TO DO: Copy the items below word for word, starting at the line with "Each instance of the paved" and ending at the line with "Each instance of the green", both included.

GIVEN INFORMATION:
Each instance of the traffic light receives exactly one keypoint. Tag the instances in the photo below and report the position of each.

--

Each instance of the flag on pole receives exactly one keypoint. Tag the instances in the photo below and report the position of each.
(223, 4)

---

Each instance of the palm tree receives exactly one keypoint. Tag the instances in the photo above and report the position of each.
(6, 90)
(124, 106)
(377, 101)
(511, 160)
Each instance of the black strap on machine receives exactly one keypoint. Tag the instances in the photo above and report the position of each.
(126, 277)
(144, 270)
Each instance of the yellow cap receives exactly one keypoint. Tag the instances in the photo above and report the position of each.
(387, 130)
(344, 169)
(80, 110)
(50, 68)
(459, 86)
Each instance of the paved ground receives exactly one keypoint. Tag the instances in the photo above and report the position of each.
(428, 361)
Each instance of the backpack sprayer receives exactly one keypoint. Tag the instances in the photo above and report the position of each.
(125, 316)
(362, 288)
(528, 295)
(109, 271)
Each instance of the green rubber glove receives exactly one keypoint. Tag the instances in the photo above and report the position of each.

THE ANSWER:
Each instance of the paved ground receives exactly one keypoint. Tag the instances in the photo above and report the position of each.
(428, 361)
Each instance of the backpack sprayer receives exactly one keypoint. Tag the instances in the photo above and report the position of each.
(125, 316)
(362, 288)
(528, 295)
(109, 271)
Each instance of the green rubber glove receives exactly one keypoint. Tag the instances in the photo above and report the position of each.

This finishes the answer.